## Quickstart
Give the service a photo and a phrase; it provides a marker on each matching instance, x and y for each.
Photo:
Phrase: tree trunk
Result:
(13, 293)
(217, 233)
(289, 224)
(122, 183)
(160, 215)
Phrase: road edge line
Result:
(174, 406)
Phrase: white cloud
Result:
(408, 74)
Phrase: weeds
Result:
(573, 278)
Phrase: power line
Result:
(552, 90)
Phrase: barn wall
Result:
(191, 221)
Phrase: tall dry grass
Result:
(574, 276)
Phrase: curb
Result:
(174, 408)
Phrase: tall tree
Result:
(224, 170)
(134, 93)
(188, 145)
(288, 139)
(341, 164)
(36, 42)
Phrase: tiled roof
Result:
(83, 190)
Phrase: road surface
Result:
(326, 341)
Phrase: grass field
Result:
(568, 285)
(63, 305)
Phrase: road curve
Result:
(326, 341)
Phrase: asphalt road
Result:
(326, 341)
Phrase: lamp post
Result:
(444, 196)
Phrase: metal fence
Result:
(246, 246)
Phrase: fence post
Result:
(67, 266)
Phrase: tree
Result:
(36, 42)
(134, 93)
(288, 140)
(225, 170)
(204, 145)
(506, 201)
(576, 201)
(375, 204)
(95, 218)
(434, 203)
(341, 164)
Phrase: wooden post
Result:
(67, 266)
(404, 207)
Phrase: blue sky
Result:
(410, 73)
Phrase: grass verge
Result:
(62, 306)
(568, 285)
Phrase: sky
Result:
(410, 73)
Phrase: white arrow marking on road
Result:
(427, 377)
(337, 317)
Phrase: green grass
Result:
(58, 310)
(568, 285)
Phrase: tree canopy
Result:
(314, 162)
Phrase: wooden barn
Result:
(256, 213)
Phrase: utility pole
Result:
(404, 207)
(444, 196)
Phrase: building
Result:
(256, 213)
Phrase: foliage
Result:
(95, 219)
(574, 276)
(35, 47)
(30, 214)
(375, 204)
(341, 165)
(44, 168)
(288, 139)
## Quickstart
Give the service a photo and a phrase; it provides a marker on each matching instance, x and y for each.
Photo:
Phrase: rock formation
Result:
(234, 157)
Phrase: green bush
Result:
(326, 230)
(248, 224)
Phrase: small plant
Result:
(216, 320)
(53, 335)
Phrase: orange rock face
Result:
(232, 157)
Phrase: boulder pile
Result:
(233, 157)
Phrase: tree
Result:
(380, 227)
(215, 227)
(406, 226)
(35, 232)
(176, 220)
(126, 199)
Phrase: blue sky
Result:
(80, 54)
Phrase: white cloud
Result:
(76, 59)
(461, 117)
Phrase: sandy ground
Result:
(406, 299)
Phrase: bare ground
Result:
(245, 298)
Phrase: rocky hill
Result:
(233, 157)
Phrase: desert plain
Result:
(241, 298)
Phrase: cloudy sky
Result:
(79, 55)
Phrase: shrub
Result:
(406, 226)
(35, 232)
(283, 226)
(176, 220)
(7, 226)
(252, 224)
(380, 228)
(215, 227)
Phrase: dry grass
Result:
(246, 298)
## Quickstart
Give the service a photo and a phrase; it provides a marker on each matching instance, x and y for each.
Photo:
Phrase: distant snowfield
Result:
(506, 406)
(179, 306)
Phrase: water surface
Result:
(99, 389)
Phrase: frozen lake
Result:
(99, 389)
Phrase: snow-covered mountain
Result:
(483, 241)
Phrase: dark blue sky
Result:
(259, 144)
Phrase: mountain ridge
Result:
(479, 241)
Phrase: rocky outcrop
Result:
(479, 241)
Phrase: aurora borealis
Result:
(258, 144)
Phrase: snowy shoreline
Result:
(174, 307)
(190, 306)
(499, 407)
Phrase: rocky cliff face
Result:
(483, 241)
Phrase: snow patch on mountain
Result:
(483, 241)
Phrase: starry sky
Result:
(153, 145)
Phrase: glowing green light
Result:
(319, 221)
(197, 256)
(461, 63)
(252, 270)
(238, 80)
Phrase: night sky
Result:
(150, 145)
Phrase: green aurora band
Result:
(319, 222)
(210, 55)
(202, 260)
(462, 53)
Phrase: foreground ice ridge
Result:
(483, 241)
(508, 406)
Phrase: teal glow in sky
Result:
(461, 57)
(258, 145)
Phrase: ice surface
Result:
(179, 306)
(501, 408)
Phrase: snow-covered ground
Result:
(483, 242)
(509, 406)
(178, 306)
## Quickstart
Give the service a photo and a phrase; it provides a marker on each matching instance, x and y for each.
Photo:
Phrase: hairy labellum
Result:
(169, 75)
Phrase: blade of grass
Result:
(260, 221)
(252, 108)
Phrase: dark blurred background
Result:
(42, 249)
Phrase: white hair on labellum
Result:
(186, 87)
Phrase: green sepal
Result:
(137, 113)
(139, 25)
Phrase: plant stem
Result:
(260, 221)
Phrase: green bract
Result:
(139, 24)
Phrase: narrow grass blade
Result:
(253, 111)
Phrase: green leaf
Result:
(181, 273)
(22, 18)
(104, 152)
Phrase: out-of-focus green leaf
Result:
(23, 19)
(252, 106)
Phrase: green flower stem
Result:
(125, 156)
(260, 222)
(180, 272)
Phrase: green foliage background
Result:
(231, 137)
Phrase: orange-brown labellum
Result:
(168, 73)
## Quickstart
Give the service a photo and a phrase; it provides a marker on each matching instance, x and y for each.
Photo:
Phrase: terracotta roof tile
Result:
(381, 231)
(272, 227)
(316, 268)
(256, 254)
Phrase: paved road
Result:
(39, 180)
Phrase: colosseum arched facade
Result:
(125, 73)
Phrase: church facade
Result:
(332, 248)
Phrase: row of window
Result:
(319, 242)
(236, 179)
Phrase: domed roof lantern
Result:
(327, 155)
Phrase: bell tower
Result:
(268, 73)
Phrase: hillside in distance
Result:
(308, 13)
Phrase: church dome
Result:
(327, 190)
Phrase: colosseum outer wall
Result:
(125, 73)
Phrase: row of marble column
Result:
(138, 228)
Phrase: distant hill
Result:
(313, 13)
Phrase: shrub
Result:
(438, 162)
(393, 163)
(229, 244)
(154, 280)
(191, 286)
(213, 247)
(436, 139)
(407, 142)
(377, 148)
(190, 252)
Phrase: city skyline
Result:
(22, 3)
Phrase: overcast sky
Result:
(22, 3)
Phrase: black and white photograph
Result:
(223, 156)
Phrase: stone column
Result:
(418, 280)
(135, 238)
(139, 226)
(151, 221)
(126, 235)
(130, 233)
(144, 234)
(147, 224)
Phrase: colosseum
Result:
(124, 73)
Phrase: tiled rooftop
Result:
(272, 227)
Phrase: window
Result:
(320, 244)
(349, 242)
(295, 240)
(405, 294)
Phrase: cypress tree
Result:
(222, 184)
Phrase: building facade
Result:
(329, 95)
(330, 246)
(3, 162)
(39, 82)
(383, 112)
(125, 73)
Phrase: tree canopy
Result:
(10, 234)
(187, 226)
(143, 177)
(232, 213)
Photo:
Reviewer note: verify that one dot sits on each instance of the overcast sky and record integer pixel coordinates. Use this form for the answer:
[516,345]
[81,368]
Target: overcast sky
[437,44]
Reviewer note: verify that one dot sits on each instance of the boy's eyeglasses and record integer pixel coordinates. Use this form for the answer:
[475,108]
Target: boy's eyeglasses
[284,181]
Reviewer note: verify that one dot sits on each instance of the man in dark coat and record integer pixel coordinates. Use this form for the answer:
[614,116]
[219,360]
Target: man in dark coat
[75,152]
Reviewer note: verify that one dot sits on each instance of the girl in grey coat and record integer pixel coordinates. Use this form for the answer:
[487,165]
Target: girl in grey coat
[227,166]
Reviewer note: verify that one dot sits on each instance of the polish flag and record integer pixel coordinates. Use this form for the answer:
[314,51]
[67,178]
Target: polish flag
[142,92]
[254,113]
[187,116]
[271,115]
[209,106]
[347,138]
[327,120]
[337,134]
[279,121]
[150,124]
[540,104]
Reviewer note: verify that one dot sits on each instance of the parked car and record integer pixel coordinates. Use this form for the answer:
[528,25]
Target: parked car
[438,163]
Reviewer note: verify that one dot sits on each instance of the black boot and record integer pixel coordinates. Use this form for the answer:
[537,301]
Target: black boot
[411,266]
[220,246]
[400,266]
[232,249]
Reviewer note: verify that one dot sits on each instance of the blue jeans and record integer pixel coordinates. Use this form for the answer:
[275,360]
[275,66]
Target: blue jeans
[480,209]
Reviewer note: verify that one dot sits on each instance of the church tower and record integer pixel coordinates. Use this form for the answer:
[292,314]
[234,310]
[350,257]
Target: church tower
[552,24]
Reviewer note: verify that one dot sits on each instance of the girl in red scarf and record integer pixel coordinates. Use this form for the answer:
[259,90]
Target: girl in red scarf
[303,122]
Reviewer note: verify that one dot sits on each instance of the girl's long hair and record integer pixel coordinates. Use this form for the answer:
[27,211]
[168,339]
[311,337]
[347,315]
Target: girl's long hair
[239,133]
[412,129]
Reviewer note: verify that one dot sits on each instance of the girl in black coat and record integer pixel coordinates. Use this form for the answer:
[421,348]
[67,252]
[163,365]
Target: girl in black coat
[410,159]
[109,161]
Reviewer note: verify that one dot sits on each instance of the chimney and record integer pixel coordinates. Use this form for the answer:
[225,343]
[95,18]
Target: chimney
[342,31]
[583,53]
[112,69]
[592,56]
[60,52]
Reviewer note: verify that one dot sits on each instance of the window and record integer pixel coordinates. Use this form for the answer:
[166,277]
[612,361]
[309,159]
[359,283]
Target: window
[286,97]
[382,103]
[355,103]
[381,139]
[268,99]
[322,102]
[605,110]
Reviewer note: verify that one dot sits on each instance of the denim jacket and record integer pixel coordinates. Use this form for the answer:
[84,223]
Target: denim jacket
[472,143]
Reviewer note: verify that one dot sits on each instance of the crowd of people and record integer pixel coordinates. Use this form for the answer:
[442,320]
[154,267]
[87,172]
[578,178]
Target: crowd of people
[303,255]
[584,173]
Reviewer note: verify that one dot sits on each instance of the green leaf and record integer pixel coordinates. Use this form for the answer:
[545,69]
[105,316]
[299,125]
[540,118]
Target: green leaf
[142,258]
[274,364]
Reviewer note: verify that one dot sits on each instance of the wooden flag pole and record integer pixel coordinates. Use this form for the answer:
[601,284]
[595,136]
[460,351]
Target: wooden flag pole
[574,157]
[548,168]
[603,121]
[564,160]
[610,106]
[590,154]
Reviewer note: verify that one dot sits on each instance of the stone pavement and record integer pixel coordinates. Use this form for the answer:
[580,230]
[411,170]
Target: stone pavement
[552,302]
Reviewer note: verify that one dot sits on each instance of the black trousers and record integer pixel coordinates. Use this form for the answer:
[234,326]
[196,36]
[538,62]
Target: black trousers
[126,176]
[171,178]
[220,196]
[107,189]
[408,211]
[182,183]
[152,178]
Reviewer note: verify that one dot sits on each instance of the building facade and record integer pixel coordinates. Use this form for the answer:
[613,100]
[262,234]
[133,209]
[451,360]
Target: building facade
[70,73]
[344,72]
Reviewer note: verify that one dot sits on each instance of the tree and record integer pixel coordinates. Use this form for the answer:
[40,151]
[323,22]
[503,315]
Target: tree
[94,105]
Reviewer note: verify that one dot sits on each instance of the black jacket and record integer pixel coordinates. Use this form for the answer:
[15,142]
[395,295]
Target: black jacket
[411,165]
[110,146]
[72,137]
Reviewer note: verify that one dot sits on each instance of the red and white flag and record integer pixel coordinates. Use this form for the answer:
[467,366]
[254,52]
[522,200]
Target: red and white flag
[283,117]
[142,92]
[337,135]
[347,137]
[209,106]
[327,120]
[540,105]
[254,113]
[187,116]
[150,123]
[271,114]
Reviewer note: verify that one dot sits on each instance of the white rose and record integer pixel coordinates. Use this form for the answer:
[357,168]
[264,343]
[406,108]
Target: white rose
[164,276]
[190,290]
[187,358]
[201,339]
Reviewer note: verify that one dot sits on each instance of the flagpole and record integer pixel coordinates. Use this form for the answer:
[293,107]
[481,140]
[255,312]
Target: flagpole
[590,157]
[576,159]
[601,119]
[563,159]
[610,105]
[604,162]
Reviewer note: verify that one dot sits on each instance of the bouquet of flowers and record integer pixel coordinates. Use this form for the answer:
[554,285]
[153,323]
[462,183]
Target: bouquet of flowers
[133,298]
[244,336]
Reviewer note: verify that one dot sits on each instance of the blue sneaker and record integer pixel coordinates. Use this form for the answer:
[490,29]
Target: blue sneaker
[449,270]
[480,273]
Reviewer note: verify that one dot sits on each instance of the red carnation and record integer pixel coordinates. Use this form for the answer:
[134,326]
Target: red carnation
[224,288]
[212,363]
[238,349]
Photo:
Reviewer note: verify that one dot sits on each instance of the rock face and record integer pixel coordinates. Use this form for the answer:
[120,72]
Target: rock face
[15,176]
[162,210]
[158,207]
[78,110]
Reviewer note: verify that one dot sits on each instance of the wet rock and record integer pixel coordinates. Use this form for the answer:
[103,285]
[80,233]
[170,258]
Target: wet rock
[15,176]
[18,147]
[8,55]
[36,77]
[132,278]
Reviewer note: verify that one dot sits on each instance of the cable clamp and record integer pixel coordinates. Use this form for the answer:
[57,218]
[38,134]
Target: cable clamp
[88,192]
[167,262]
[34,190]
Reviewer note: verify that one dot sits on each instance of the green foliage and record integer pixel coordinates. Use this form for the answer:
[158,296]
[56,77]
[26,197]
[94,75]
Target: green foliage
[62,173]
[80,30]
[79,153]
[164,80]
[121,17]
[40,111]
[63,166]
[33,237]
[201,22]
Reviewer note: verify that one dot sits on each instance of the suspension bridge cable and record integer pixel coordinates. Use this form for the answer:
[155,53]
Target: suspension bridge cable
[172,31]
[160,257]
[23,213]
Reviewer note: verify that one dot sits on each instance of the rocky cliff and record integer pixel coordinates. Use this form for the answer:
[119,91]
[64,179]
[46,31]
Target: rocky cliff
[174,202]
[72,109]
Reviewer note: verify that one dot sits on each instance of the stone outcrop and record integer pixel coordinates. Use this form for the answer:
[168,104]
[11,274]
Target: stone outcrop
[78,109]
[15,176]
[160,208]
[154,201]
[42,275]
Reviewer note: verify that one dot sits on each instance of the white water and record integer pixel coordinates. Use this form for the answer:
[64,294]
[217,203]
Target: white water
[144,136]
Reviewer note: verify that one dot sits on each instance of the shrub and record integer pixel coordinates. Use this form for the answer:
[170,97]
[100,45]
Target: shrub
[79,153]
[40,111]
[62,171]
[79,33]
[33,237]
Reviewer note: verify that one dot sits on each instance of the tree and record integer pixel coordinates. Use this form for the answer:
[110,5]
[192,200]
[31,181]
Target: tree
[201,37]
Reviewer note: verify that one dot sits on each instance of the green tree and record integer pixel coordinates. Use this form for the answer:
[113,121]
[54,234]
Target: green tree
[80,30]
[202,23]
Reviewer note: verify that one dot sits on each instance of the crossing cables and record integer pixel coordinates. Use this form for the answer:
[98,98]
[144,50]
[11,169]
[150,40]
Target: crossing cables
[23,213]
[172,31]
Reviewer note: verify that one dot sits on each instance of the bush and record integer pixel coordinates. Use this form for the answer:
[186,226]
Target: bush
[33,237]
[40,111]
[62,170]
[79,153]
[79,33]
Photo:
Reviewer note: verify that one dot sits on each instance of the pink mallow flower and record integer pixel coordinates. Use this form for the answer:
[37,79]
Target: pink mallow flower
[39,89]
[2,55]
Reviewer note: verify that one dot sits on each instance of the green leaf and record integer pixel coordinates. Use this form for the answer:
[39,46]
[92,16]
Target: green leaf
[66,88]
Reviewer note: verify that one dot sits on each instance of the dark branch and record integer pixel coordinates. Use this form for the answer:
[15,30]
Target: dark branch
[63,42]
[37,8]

● **What is expected**: From the entries above, copy each line that holds "mountain".

● **Finished task**:
Phrase: snow-covered mountain
Phrase: mountain ridge
Phrase: snow patch on mountain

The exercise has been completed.